# [Problem to solve]
Give every entry again, word for word.

# [Provided data]
----------

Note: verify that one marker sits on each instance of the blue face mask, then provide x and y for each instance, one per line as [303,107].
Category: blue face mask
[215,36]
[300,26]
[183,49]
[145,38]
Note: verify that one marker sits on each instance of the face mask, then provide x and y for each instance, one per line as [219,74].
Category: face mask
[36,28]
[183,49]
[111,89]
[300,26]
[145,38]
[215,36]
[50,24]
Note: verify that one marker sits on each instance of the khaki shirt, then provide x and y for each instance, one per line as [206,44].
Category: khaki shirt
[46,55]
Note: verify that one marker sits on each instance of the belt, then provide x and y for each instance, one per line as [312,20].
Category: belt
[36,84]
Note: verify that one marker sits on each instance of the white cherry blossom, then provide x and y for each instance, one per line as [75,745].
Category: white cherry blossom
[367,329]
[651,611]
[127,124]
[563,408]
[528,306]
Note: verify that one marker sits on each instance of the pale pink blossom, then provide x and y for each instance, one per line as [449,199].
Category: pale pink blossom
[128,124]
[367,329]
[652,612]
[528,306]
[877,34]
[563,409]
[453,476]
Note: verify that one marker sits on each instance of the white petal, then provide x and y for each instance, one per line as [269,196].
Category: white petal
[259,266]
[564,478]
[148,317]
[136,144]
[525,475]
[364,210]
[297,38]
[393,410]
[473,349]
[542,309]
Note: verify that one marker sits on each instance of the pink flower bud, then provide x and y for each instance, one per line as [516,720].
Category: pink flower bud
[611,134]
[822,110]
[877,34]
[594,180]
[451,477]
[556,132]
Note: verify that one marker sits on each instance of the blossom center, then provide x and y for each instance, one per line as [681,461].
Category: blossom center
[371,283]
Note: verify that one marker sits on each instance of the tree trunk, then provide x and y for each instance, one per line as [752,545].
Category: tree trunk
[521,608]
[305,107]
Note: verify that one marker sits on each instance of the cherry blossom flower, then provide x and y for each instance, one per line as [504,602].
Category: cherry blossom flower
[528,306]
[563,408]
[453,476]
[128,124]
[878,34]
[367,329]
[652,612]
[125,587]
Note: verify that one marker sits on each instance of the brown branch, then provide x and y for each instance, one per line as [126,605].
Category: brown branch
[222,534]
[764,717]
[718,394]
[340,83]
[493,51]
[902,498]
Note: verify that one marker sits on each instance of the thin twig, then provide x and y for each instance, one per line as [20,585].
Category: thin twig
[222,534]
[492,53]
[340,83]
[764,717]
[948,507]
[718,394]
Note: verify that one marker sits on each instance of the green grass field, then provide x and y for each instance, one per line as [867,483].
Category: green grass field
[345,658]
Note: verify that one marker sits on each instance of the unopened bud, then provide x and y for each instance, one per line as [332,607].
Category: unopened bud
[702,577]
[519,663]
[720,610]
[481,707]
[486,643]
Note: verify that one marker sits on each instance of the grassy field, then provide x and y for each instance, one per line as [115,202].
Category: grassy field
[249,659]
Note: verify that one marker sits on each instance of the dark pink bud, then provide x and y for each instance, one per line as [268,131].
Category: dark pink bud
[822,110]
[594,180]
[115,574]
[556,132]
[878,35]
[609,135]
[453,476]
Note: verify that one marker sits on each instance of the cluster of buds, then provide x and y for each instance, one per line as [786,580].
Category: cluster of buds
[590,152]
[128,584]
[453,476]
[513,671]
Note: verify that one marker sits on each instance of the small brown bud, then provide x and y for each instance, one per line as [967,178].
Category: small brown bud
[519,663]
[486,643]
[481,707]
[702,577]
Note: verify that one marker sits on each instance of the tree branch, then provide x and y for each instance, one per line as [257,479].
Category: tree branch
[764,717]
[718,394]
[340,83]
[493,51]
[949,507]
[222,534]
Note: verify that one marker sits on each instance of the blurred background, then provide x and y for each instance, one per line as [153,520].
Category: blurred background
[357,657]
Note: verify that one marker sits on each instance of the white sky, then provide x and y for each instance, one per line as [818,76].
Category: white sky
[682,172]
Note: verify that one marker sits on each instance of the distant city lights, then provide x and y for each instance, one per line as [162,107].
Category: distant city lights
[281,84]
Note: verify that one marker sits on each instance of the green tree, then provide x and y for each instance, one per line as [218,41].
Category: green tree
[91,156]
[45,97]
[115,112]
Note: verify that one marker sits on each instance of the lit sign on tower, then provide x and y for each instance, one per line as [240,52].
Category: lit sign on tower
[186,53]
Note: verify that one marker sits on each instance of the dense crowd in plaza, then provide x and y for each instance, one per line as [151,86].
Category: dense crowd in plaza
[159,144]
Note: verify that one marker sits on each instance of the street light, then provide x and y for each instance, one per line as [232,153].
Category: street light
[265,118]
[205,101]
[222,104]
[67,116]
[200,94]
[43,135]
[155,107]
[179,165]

----------

# [Written reply]
Note: verify that one marker sits on each instance of the blue face mask, then provide x and y for each instance, one per line as [303,107].
Category: blue face mask
[215,36]
[300,26]
[183,49]
[145,38]
Note: verify that one marker sits on each instance of the face mask, then provide x and y for each instance, one per line as [219,74].
Category: face mask
[36,28]
[183,49]
[111,89]
[300,26]
[145,38]
[215,36]
[50,24]
Note: verify that one marker sits on each instance of the khaki shirt, then provide x and y for each instance, one per line as [206,44].
Category: khaki shirt
[46,55]
Note: verify that one marker sits on each instance of the belt, then provide x and y for each instance, one per line as [312,20].
Category: belt
[36,84]
Note: verify that one marker sits on each instance of the white cherry blossom, then provide x and y for each instance, one per line as [75,745].
Category: white cherry blossom
[367,329]
[651,611]
[127,124]
[563,408]
[528,306]
Note: verify that one marker sits on each instance of the pale pink blossom, then provide x and y for each instance, one per line as [449,199].
Category: pale pink blossom
[128,124]
[367,329]
[652,612]
[528,306]
[877,34]
[563,409]
[453,476]
Note: verify that one marker sits on each instance of the white petal, then provide x and y for each instance, one per line as [269,196].
Category: white petal
[259,266]
[564,478]
[148,317]
[136,144]
[525,475]
[364,210]
[297,38]
[393,410]
[473,349]
[542,309]
Note: verify that one marker sits on each instance of the pink flower bud, then provide x and y for each instance, one per line as [516,720].
Category: pink flower bud
[611,134]
[822,110]
[877,34]
[594,180]
[451,477]
[556,132]
Note: verify that one marker sits on each instance of the blossom center, then provide x and y for each instance, one per line as [681,461].
Category: blossom center
[371,283]
Note: verify that one marker sits on each instance of the tree trunk, then provide x and y for each instance, one per line as [752,545].
Category: tree trunk
[521,608]
[305,107]
Note: verify that one marker sits on each instance of the cherry blossom flower, then provide x and y for each instance, one per line as [504,602].
Category: cherry blossom flower
[528,306]
[563,408]
[453,476]
[128,124]
[878,34]
[367,329]
[652,612]
[125,587]
Note: verify that one marker sits on each instance of the brown branch, then provide x and y for each instance, one per line as [126,605].
Category: brown branch
[222,534]
[764,717]
[718,394]
[340,83]
[493,51]
[902,498]
Note: verify that one marker sits on each instance of the thin twig, then provide x and y for each instance, one per line as [20,585].
Category: thin twig
[222,534]
[492,53]
[340,83]
[764,717]
[948,507]
[718,394]
Note: verify that one marker sits on each instance of the green grass field, then provide x and y for each instance, one per line as [867,483].
Category: green grass field
[345,658]
Note: verify that one marker sits on each instance of the unopened bud, then provide x and y for each instance, one per line as [332,607].
Category: unopened bud
[702,577]
[519,663]
[720,610]
[481,707]
[486,643]
Note: verify that one marker sits on each instance of the grassy field, then provide x and y for each instance, one per line as [115,202].
Category: grassy field
[249,659]
Note: verify that one marker sits on each instance of the dark pink bud, then provide x and y for each instance, one per line as [268,131].
Category: dark pink bud
[822,110]
[594,180]
[115,574]
[556,132]
[878,35]
[609,135]
[453,476]
Note: verify that one marker sits on each instance of the cluster of buds, then provide x and y for each instance, one per line as [786,580].
Category: cluster of buds
[590,152]
[128,584]
[453,476]
[513,671]
Note: verify that one marker sits on each instance of the small brown bud, then provide x and y for each instance, one per line as [967,178].
Category: small brown bud
[519,663]
[486,643]
[481,707]
[702,577]
Note: verify that one marker sits on each instance of the tree branch, then provide x and y for each instance, one per line as [257,479].
Category: tree branch
[764,717]
[718,394]
[340,83]
[493,51]
[949,507]
[222,534]
Note: verify that one marker sits on each instance of the blurred background, then provide x and y for each instance, one per line as [153,520].
Category: blurred background
[357,657]
Note: verify that one marker sits on each instance of the white sky, then provide x and y for each instance, one per line as [818,76].
Category: white sky
[682,172]
Note: verify that one marker sits on each instance of the distant city lights, then provide x and y for each instance, one per line as [162,107].
Category: distant city lights
[281,84]
Note: verify that one marker sits on each instance of the green tree, then provide x and y for each instance, one per line as [218,41].
Category: green tree
[91,156]
[45,97]
[115,112]
Note: verify that one marker sits on each instance of the lit sign on tower, then provide x and y for each instance, one per line as [240,52].
Category: lit sign on tower
[186,53]
Note: verify that one marker sits on each instance of the dense crowd in plaza, then provide x and y for each instance, one per line as [151,86].
Category: dense crowd in plaza
[159,144]
Note: verify that one marker sits on each instance of the street light, then provide x and y for each instance, one per line as [232,153].
Category: street light
[265,118]
[205,101]
[222,104]
[67,116]
[200,94]
[43,135]
[155,107]
[179,165]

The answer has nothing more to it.